◆ **TESTO FORNITO**:
════════════════════
Ciao Max, cosa ricordi di quel periodo?
«Vivevo in un paesino vicino a Vibo Valentia, che si chiama Piscopìo, e c'era una piccola società con un tavolo da tennistavolo e un pallone. Avendo mio fratello maggiore Gerardo che giocava già a ping pong ed era campione regionale, è stato facile per me, a sei anni, scegliere la racchetta. Passavo con lui del tempo al pomeriggio e al Centro Garibaldi, se vogliamo, è iniziata la mia carriera».
Quando sono arrivate le prime vittorie?
«A dieci anni mio fratello e altri componenti della squadra dovevano andare a Napoli, a disputare un torneo interregionale. Un ragazzo era però caduto dal motorino e si era fatto male. Siccome avevano bisogno di un terzo, hanno portato me. Sono andato per fare numero e invece ho vinto singolo, doppio e misto. Era presente alle gare Nunzio Sorrentino, che in vista dell'apertura del Centro Federale di Fiuggi, ha preso informazioni su di me. Ha parlato con mio padre e l'anno dopo sono entrato a Fiuggi. Ho in pratica aperto il Centro e l'ho pure chiuso, con Guido Aliberti e Vittorio Collalti, che con me si sono poi trasferiti a Terni».
════════════════════
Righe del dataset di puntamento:
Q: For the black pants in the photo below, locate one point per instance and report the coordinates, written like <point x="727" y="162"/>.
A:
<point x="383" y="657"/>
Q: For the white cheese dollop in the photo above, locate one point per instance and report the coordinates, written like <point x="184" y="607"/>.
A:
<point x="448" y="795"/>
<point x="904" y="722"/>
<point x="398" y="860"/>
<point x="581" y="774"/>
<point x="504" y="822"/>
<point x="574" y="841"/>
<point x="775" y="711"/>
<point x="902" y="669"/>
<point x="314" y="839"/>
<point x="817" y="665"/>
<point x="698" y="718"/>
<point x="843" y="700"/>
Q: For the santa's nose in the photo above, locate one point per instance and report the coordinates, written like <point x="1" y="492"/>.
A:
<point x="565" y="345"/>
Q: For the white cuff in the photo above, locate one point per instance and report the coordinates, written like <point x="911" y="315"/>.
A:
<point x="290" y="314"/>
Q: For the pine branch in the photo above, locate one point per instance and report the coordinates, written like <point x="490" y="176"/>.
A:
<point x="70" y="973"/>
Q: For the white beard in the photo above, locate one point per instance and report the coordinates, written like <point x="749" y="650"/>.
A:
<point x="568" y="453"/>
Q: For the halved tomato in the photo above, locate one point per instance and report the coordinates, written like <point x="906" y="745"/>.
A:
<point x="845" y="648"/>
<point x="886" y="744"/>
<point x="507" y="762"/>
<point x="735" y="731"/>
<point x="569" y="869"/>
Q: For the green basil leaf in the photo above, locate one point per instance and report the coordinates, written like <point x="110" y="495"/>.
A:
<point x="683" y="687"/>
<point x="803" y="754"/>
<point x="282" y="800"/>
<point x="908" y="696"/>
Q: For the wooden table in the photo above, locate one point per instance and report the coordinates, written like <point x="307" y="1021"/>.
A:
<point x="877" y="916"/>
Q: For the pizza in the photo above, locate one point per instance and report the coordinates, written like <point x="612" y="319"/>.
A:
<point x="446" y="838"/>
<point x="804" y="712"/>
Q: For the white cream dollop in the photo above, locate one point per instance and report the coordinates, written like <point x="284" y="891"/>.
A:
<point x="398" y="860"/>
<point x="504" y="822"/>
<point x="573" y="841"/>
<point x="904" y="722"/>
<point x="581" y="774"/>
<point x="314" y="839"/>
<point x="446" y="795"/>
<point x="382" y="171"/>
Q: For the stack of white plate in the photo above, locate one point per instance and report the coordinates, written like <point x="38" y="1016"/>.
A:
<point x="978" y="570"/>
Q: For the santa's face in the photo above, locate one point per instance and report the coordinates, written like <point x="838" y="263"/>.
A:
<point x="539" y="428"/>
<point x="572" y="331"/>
════════════════════
◆ **DA SVOLGERE**: Prosegui l'intervista sul tennistavolo a partire dall'ultima frase riportata. Le righe qui non hanno alcun ruolo.

◆ **RISULTATO**:
Il tuo debutto in azzurro è stato precocissimo. Quanti anni avevi?
«Solo 13, mi ha fatto esordire Milan Stencel nel match contro l'Austria. I primi Mondiali sono stati a Chiba nel 1991 a 16 anni».
Riesci a fissare una vittoria speciale ottenuta in Nazionale?
«Ce ne sono molte, ma penso che il successo più significativo sia stato quello ottenuto su Jörgen Persson, nella semifinale mondiale contro la Svezia. Eravamo davanti a tremila persone e il mio avversario era stato iridato in singolo, in doppio e a squadre e al momento della sfida era il numero 9 al mondo. Un altro ricordo particolare è legato all'ultimo match che fece il grande francese Jean-Philippe Gatien alle qualificazioni olimpiche di Linz, in Austria, nel 2004. Lo battei e andai avanti nel tabellone, dove poi perdetti dal cinese Feng Zhe, risultando secondo fra i non ammessi. Grazie però a Yang Min, che si era qualificato in singolare, fui convocato per giocare il doppio con lui ad Atene».
Che flash hai di quei Giochi?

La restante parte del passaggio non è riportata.